THE INPUT:
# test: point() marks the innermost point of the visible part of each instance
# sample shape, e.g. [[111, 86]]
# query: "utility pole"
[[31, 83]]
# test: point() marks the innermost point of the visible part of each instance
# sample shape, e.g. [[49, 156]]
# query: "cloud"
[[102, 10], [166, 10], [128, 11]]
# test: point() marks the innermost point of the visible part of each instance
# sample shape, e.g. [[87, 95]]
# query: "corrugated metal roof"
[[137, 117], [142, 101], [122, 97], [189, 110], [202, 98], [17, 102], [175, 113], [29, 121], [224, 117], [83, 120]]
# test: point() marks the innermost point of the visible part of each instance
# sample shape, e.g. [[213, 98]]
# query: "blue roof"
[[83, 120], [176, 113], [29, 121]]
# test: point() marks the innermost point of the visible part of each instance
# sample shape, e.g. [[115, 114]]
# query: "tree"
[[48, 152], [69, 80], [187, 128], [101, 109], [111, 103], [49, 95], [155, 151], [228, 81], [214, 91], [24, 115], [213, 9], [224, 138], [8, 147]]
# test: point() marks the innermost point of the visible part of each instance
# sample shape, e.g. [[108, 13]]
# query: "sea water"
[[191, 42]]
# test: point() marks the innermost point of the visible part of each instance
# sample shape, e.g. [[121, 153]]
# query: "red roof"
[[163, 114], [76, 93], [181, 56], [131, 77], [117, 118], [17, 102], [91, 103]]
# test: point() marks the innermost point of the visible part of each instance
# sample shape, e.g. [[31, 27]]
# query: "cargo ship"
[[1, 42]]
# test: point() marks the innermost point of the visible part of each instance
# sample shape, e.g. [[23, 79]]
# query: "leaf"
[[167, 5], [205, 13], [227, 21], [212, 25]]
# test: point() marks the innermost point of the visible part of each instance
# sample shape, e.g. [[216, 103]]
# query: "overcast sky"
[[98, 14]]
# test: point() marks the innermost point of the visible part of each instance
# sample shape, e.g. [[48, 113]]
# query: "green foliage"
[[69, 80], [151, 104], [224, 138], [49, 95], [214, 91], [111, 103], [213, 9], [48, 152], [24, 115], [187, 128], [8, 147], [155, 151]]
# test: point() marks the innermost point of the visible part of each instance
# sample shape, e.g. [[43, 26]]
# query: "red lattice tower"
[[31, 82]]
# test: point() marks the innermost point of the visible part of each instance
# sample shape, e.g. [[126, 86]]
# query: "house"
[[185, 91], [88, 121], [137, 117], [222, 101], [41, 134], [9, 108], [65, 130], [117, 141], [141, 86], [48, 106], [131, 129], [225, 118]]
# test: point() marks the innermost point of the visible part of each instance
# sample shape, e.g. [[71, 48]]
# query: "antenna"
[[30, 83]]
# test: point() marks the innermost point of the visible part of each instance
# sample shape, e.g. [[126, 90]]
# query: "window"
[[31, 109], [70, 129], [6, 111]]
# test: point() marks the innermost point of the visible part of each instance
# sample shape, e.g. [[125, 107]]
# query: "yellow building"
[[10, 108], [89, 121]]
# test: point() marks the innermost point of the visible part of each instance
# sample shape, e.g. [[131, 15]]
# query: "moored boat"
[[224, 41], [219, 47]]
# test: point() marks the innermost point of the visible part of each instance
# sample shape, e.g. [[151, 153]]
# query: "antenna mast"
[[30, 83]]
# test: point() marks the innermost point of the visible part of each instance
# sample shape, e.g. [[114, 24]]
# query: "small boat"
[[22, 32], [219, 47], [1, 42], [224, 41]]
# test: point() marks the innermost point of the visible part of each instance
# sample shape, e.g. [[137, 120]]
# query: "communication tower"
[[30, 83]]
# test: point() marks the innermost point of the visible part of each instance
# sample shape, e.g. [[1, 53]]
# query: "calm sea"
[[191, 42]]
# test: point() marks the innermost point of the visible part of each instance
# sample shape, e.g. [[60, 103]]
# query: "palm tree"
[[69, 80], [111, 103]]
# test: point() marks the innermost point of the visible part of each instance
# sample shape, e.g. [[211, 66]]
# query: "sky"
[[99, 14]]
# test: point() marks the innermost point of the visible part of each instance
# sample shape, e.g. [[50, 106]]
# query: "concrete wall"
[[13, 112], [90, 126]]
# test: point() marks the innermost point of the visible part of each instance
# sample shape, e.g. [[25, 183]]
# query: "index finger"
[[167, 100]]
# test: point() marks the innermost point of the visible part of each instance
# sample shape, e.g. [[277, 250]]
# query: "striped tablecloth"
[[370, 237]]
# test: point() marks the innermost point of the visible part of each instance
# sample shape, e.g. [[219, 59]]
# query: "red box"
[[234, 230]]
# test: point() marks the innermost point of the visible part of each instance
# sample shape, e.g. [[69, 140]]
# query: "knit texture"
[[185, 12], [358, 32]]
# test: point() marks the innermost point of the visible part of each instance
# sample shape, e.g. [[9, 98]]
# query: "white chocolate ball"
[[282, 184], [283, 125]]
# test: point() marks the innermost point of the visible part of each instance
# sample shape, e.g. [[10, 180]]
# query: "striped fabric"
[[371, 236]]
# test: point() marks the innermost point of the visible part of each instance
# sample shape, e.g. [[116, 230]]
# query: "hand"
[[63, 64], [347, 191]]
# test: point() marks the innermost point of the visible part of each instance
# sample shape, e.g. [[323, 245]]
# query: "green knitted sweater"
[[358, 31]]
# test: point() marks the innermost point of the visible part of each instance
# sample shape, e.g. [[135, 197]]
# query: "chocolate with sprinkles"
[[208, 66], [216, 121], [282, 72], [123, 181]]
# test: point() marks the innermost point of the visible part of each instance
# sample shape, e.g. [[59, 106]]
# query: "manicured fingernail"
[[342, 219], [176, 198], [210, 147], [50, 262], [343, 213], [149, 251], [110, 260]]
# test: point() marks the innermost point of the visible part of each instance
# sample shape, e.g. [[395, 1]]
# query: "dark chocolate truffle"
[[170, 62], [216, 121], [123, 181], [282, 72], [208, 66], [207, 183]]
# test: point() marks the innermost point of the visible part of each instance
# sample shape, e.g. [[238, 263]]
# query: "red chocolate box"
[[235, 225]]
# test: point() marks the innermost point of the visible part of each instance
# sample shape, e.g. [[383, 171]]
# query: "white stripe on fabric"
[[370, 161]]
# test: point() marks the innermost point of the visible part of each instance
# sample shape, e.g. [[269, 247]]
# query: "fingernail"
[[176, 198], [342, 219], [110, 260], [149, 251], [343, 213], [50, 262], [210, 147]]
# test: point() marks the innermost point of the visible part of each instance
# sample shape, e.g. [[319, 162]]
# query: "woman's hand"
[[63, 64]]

EXERCISE BRIEF: Each record is to be reproduced exactly as it appears.

RESULT OF THE TASK:
# test: point() marks the innermost point of the visible part of each instance
# sample shape, e.g. [[111, 86]]
# query: "utility pole"
[[31, 83]]
# test: point() marks the innermost point of the visible part of each instance
# sample shape, e.g. [[49, 156]]
# query: "cloud"
[[102, 10], [166, 10], [128, 11]]
# test: point() marks the innermost point of the visible part of each instance
# sample shape, e.g. [[87, 95]]
# query: "corrugated metal roof"
[[137, 117], [142, 101], [122, 97], [189, 110], [202, 98], [17, 102], [175, 113], [29, 121], [224, 117], [83, 120]]
# test: point() marks the innermost point of the visible part of each instance
# sample shape, e.g. [[213, 98]]
# query: "blue roof"
[[83, 120], [176, 113], [29, 121]]
# test: point() marks the innermost point of the visible part of each instance
# sample shape, e.g. [[115, 114]]
# query: "tree"
[[48, 152], [69, 80], [187, 128], [101, 109], [111, 103], [49, 95], [155, 151], [228, 81], [214, 91], [24, 115], [213, 9], [224, 138], [8, 147]]
# test: point() marks the innermost point of the visible part of each instance
# sample shape, e.g. [[108, 13]]
# query: "sea water"
[[191, 42]]
# test: point() marks the innermost point of the visible part of each instance
# sample shape, e.g. [[121, 153]]
# query: "red roof"
[[163, 114], [76, 93], [181, 56], [131, 77], [117, 118], [17, 102], [91, 103]]
# test: point() marks the innermost point of the visible part of each instance
# sample shape, e.g. [[31, 27]]
# query: "cargo ship"
[[1, 42]]
# test: point() marks the innermost point of the visible part of each instance
# sample shape, e.g. [[23, 79]]
# query: "leaf"
[[167, 5], [205, 13], [227, 21], [212, 25]]
# test: point() marks the innermost point of the visible part of each instance
# sample shape, e.g. [[216, 103]]
# query: "overcast sky"
[[98, 14]]
# test: point() marks the innermost point of the visible part of each instance
# sample shape, e.g. [[48, 113]]
# query: "green foliage"
[[69, 80], [151, 104], [224, 138], [49, 95], [214, 91], [111, 103], [213, 9], [48, 152], [24, 115], [187, 128], [8, 147], [155, 151]]
# test: point() marks the innermost point of the visible part of each instance
# sample shape, e.g. [[43, 26]]
# query: "red lattice tower"
[[31, 82]]
# test: point() marks the innermost point of the visible part of each instance
# sample shape, e.g. [[126, 86]]
# query: "house"
[[185, 91], [88, 121], [137, 117], [222, 101], [41, 134], [9, 108], [65, 130], [117, 141], [141, 86], [48, 106], [131, 129], [225, 118]]
# test: point() marks the innermost point of the visible part of each instance
# sample shape, e.g. [[71, 48]]
# query: "antenna"
[[30, 83]]
# test: point() marks the innermost point of the visible part of each instance
# sample shape, e.g. [[126, 90]]
# query: "window"
[[31, 109], [70, 129], [6, 111]]
# test: point() marks the innermost point of the visible part of each instance
# sample shape, e.g. [[125, 107]]
# query: "yellow building"
[[10, 108], [89, 121]]
# test: point() marks the innermost point of the visible part of each instance
# sample shape, e.g. [[131, 15]]
# query: "moored boat"
[[224, 41], [219, 47]]
# test: point() marks the innermost point of the visible part of each instance
# sample shape, e.g. [[151, 153]]
# query: "antenna mast"
[[30, 83]]
# test: point() marks the innermost point of the visible part of each instance
# sample shape, e.g. [[114, 24]]
# query: "small boat"
[[22, 32], [219, 47], [1, 42], [224, 41]]
# test: point() marks the innermost point of the visible part of each instance
# sample shape, e.g. [[137, 120]]
# query: "communication tower"
[[30, 83]]
# test: point() marks the innermost point of the visible part of each instance
# sample shape, e.g. [[1, 53]]
# query: "calm sea"
[[191, 42]]
# test: point() marks the innermost point of the visible part of each instance
# sample shape, e.g. [[60, 103]]
# query: "palm tree"
[[69, 80], [111, 103]]
# test: point() marks the innermost point of the visible part of each instance
# sample shape, e.g. [[211, 66]]
# query: "sky"
[[99, 14]]
# test: point() marks the innermost point of the visible part of each instance
# sample shape, e.g. [[50, 106]]
# query: "concrete wall"
[[13, 112], [90, 126]]
# test: point() marks the innermost point of the visible part of each instance
# sample shape, e.g. [[25, 183]]
# query: "index finger"
[[167, 100]]
# test: point() marks the innermost point of the visible part of each instance
# sample shape, e.g. [[277, 250]]
# query: "striped tablecloth"
[[370, 237]]
# test: point() marks the innermost point of the visible part of each instance
# sample shape, e.g. [[219, 59]]
# query: "red box"
[[234, 230]]
# test: point() marks the innermost point of the visible part of each instance
# sample shape, e.g. [[69, 140]]
# query: "knit texture"
[[185, 12], [358, 32]]
# test: point() marks the innermost point of the visible part of each instance
# sample shape, e.g. [[9, 98]]
# query: "white chocolate ball"
[[282, 184], [283, 125]]
# test: point() marks the innermost point of the visible part of each instance
# sample shape, e.g. [[10, 180]]
# query: "striped fabric"
[[371, 236]]
# test: point() marks the innermost point of the visible part of each instance
# sample shape, e.g. [[116, 230]]
# query: "hand"
[[63, 64], [347, 191]]
# test: point() marks the innermost point of the visible part of each instance
# sample shape, e.g. [[323, 245]]
# query: "green knitted sweater"
[[358, 31]]
# test: point() marks the innermost point of the visible part of each instance
# sample shape, e.g. [[135, 197]]
# query: "chocolate with sprinkles"
[[208, 66], [216, 121], [282, 72], [123, 181]]
# test: point() marks the innermost point of the visible part of each instance
# sample shape, e.g. [[59, 106]]
# query: "manicured fingernail"
[[342, 219], [176, 198], [210, 147], [50, 262], [343, 213], [149, 251], [110, 260]]
# test: point() marks the innermost point of the visible part of each instance
# sample shape, e.g. [[395, 1]]
# query: "dark chocolate truffle"
[[170, 62], [216, 121], [123, 181], [282, 72], [208, 66], [207, 183]]
# test: point() marks the innermost point of the visible part of each instance
# sample shape, e.g. [[238, 263]]
# query: "red chocolate box"
[[235, 225]]
# test: point() marks the innermost point of the visible part of each instance
# sample shape, e.g. [[383, 171]]
# query: "white stripe on fabric"
[[370, 161]]
# test: point() marks the innermost point of the visible part of each instance
# sample shape, e.g. [[269, 247]]
# query: "fingernail"
[[176, 198], [342, 219], [110, 260], [149, 251], [343, 213], [50, 262], [210, 147]]
# test: point() marks the innermost point of the visible part of each instance
# sample shape, e.g. [[319, 162]]
# query: "woman's hand"
[[63, 64]]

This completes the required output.